What to produce ▸ What is needed is an exact copy of all the entries below.

Information supplied ▸
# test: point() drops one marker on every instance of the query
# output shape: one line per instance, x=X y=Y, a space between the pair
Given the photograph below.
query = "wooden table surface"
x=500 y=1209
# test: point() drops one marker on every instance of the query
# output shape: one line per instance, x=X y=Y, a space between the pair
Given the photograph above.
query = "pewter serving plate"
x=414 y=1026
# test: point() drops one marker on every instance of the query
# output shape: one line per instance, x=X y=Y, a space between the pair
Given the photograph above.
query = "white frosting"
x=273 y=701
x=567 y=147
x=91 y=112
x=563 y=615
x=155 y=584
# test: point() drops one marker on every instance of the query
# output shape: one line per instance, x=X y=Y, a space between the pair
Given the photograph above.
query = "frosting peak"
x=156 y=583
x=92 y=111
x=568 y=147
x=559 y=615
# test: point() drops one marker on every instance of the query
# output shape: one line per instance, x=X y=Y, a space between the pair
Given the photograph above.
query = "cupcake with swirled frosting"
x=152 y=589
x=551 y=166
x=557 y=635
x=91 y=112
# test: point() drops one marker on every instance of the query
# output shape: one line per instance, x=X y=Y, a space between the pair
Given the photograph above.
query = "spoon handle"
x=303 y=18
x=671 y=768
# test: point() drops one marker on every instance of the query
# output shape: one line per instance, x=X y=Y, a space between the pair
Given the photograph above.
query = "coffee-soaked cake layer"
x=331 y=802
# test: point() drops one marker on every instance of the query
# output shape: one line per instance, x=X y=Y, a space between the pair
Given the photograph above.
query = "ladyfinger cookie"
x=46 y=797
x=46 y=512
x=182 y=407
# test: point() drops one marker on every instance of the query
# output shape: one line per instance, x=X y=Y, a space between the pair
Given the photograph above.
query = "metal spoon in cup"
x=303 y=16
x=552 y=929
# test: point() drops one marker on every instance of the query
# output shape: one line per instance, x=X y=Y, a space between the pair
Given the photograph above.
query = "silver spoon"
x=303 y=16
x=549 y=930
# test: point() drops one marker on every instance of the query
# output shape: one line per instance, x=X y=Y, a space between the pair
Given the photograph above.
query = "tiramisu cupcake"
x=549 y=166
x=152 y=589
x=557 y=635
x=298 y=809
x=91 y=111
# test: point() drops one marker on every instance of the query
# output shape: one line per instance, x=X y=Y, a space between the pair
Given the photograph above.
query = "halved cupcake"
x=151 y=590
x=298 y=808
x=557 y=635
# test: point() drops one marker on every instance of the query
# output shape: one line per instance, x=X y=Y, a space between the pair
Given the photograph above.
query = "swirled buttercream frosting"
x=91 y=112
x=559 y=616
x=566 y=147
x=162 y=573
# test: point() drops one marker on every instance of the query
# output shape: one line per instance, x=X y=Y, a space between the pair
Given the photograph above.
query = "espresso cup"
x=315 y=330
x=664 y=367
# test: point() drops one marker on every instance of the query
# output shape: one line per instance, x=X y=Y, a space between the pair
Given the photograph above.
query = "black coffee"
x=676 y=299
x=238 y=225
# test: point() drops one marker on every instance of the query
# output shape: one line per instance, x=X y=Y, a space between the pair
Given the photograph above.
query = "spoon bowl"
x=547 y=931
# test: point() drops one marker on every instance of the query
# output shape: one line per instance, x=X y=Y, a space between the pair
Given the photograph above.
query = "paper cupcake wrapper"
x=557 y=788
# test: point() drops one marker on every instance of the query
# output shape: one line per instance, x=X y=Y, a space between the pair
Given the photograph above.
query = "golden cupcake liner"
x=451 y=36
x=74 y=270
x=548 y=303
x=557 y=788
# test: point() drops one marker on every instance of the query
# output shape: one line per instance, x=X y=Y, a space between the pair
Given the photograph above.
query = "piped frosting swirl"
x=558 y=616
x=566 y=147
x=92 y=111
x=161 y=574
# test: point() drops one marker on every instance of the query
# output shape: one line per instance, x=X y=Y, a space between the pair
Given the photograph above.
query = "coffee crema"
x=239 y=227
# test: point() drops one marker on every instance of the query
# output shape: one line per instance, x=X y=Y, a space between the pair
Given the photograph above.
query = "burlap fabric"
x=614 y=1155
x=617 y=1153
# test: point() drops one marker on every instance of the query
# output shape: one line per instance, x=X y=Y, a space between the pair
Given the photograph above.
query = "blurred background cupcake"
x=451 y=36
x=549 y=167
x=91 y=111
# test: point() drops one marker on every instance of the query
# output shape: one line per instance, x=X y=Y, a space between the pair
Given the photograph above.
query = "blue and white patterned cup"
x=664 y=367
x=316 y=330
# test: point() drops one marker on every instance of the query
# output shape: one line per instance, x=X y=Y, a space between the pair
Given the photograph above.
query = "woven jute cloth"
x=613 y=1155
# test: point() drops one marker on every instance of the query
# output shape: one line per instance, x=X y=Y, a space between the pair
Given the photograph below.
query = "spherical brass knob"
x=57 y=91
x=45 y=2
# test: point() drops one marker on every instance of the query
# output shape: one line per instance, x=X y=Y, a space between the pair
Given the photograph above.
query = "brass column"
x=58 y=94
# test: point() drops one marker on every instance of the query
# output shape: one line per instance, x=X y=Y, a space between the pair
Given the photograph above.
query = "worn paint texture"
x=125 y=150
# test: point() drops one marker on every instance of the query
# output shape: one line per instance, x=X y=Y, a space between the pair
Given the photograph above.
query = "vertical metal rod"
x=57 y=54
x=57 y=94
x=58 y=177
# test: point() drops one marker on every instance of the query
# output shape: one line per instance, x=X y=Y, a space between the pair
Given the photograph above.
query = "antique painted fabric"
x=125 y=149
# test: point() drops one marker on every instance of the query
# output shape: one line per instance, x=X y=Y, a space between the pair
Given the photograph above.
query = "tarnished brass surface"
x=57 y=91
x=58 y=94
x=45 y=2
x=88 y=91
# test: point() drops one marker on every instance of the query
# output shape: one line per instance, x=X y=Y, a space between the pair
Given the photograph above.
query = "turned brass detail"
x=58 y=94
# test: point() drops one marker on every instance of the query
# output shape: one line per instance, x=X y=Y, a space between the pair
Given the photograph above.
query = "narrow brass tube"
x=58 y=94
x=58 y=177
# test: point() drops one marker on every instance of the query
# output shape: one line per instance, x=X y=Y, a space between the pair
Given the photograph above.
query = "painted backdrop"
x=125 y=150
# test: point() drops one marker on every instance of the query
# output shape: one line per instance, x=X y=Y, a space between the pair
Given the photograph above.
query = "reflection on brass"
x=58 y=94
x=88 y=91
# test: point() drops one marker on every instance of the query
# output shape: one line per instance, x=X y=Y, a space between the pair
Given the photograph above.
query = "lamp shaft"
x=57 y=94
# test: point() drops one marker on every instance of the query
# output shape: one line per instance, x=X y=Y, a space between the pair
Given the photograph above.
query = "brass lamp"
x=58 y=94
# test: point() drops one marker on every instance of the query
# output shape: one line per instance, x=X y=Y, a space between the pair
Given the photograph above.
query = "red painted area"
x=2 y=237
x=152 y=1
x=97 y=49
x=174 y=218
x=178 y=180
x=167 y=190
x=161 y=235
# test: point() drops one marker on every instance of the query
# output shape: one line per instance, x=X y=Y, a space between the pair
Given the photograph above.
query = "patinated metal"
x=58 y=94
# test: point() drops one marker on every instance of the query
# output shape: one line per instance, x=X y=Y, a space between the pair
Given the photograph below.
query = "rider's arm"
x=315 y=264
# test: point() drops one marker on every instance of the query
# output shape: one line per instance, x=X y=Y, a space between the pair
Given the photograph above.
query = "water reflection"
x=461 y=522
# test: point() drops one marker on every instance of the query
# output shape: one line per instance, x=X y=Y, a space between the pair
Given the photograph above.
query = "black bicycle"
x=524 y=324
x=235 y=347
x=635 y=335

Exercise output ▸
# test: point() drops one marker on every instance of the query
# output shape: one line per instance, x=X y=Y, a space between the pair
Given the photograph below.
query = "wooden table surface"
x=500 y=1209
# test: point() drops one marker on every instance of the query
# output shape: one line per instance, x=X y=Y, a space between the pair
Given the photograph above.
query = "pewter serving plate"
x=414 y=1026
# test: point() drops one marker on every instance of the query
# output shape: one line per instance, x=X y=Y, a space between the pair
Given the photograph above.
query = "white frosting"
x=273 y=701
x=567 y=147
x=91 y=112
x=563 y=615
x=155 y=584
# test: point() drops one marker on every instance of the query
# output shape: one line per instance, x=X y=Y, a space between the pair
Given the photograph above.
query = "frosting peak"
x=156 y=583
x=92 y=111
x=568 y=147
x=559 y=615
# test: point() drops one marker on every instance of the query
# output shape: one line per instance, x=X y=Y, a space between the pair
Given the photograph above.
query = "cupcake with swirled frosting"
x=152 y=589
x=551 y=166
x=557 y=635
x=91 y=112
# test: point() drops one marker on every instance of the query
# output shape: one line per instance, x=X y=Y, a space between the pair
Given the photograph above.
query = "spoon handle"
x=303 y=18
x=671 y=768
# test: point() drops one marker on every instance of the query
# output shape: one line per instance, x=X y=Y, a space between the pair
Given the photograph above.
query = "coffee-soaked cake layer"
x=331 y=802
# test: point() drops one marker on every instance of the query
# output shape: one line per instance, x=X y=Y, a space between the pair
Given the photograph above.
query = "ladyfinger cookie"
x=46 y=797
x=46 y=512
x=182 y=407
# test: point() drops one marker on every instance of the query
# output shape: one line per instance, x=X y=Y, a space between the pair
Given the photograph above.
query = "metal spoon in cup"
x=303 y=16
x=552 y=929
# test: point() drops one marker on every instance of the query
# output shape: one line per instance, x=X y=Y, a space between the pair
Given the photograph above.
query = "silver spoon"
x=303 y=16
x=549 y=930
# test: point() drops one marker on every instance of the query
# output shape: one line per instance, x=X y=Y, a space between the pair
Given the photograph above.
query = "tiramisu cupcake"
x=549 y=166
x=152 y=589
x=557 y=635
x=298 y=809
x=91 y=111
# test: point() drops one marker on every instance of the query
# output shape: one line per instance, x=X y=Y, a space between the pair
Given the photograph above.
query = "halved cupcake"
x=151 y=590
x=298 y=808
x=557 y=635
# test: point() drops one marker on every instance of the query
# output shape: one line per instance, x=X y=Y, a space between the pair
Given the photograph above.
query = "swirled buttercream frosting"
x=91 y=112
x=559 y=616
x=566 y=147
x=162 y=573
# test: point() drops one marker on every instance of the query
# output shape: one line per instance, x=X y=Y, a space between the pair
Given the photograph above.
query = "espresso cup"
x=315 y=330
x=664 y=367
# test: point() drops one marker on every instance of the query
# output shape: one line per instance, x=X y=Y, a space between the pair
Given the photograph above.
query = "black coffee"
x=676 y=299
x=238 y=225
# test: point() drops one marker on every instance of the query
# output shape: one line per instance, x=X y=Y, a space between the pair
Given the photograph above.
query = "spoon bowl"
x=547 y=931
# test: point() drops one marker on every instance of the query
# output shape: one line per instance, x=X y=Y, a space between the pair
Given the photograph above.
query = "paper cupcake wrapper"
x=557 y=788
# test: point() drops one marker on every instance of the query
# output shape: one line per instance, x=X y=Y, a space between the pair
Given the photograph above.
query = "golden cupcake liner"
x=451 y=36
x=74 y=270
x=548 y=303
x=557 y=788
# test: point() drops one marker on every instance of the query
# output shape: one line per instance, x=X y=Y, a space between the pair
Given the photograph above.
query = "piped frosting swirl"
x=558 y=616
x=566 y=147
x=92 y=111
x=161 y=574
# test: point() drops one marker on every instance of the query
# output shape: one line per instance, x=X y=Y, a space between the pair
Given the photograph above.
query = "coffee crema"
x=239 y=227
# test: point() drops one marker on every instance of the query
# output shape: one line per instance, x=X y=Y, a space between the pair
Given the photograph above.
query = "burlap fabric"
x=614 y=1155
x=617 y=1153
# test: point() drops one marker on every instance of the query
# output shape: one line per instance, x=X y=Y, a space between the pair
Given the photograph above.
query = "blurred background cupcake"
x=451 y=36
x=549 y=167
x=91 y=111
# test: point() drops one marker on every instance of the query
# output shape: one line per instance, x=X y=Y, a space between the pair
Given the photograph above.
query = "blue and white patterned cup"
x=664 y=367
x=316 y=330
# test: point() drops one marker on every instance of the query
# output shape: one line per instance, x=X y=Y, a space between the pair
Given the photograph above.
query = "woven jute cloth"
x=613 y=1155
# test: point() drops one marker on every instance of the query
# output shape: one line per instance, x=X y=Y, a space between the pair
Given the photograph below.
query = "spherical brass knob"
x=57 y=91
x=45 y=2
# test: point() drops one marker on every instance of the query
# output shape: one line per instance, x=X y=Y, a space between the pair
Given the photograph above.
query = "brass column"
x=58 y=94
# test: point() drops one marker on every instance of the query
# output shape: one line per instance, x=X y=Y, a space between the pair
Given the photograph above.
query = "worn paint texture"
x=125 y=150
# test: point() drops one marker on every instance of the query
# output shape: one line per instance, x=X y=Y, a space between the pair
Given the photograph above.
query = "vertical metal rod"
x=57 y=54
x=57 y=94
x=58 y=177
# test: point() drops one marker on every instance of the query
# output shape: one line per instance, x=X y=Y, a space between the pair
Given the photograph above.
query = "antique painted fabric"
x=125 y=149
# test: point() drops one marker on every instance of the query
# output shape: one line per instance, x=X y=Y, a space between the pair
Given the photograph above.
query = "tarnished brass surface"
x=57 y=91
x=58 y=94
x=45 y=2
x=88 y=91
# test: point() drops one marker on every instance of the query
# output shape: one line per instance, x=X y=Y, a space between the pair
Given the photograph above.
query = "turned brass detail"
x=58 y=94
# test: point() drops one marker on every instance of the query
# output shape: one line per instance, x=X y=Y, a space between the pair
Given the photograph above.
query = "narrow brass tube"
x=58 y=94
x=58 y=177
# test: point() drops one marker on every instance of the query
# output shape: one line per instance, x=X y=Y, a space between the pair
Given the photograph above.
query = "painted backdrop"
x=125 y=150
# test: point() drops one marker on every instance of the query
# output shape: one line per instance, x=X y=Y, a space between the pair
Given the photograph above.
query = "reflection on brass"
x=58 y=94
x=88 y=91
# test: point() drops one marker on every instance of the query
# output shape: one line per instance, x=X y=Y, a space between the pair
Given the photograph above.
query = "lamp shaft"
x=57 y=94
# test: point() drops one marker on every instance of the query
# output shape: one line per instance, x=X y=Y, a space between the pair
Given the photograph above.
query = "brass lamp"
x=58 y=94
# test: point() drops one marker on every instance of the query
# output shape: one line per instance, x=X y=Y, a space between the pair
Given the photograph above.
query = "red painted area"
x=2 y=237
x=152 y=1
x=97 y=49
x=174 y=218
x=178 y=180
x=167 y=190
x=161 y=235
# test: point() drops one marker on every instance of the query
# output shape: one line per instance, x=X y=Y, a space between the pair
Given the photograph above.
query = "patinated metal"
x=58 y=94
# test: point() drops one marker on every instance of the query
# output shape: one line per instance, x=X y=Y, a space between the pair
Given the photograph below.
query = "rider's arm"
x=315 y=264
# test: point() drops one marker on every instance of the query
# output shape: one line per instance, x=X y=Y, a space between the pair
Given the photograph above.
query = "water reflection"
x=461 y=522
# test: point() drops one marker on every instance of the query
# output shape: one line per instance, x=X y=Y, a space between the pair
Given the photograph above.
query = "black bicycle"
x=524 y=324
x=235 y=347
x=635 y=335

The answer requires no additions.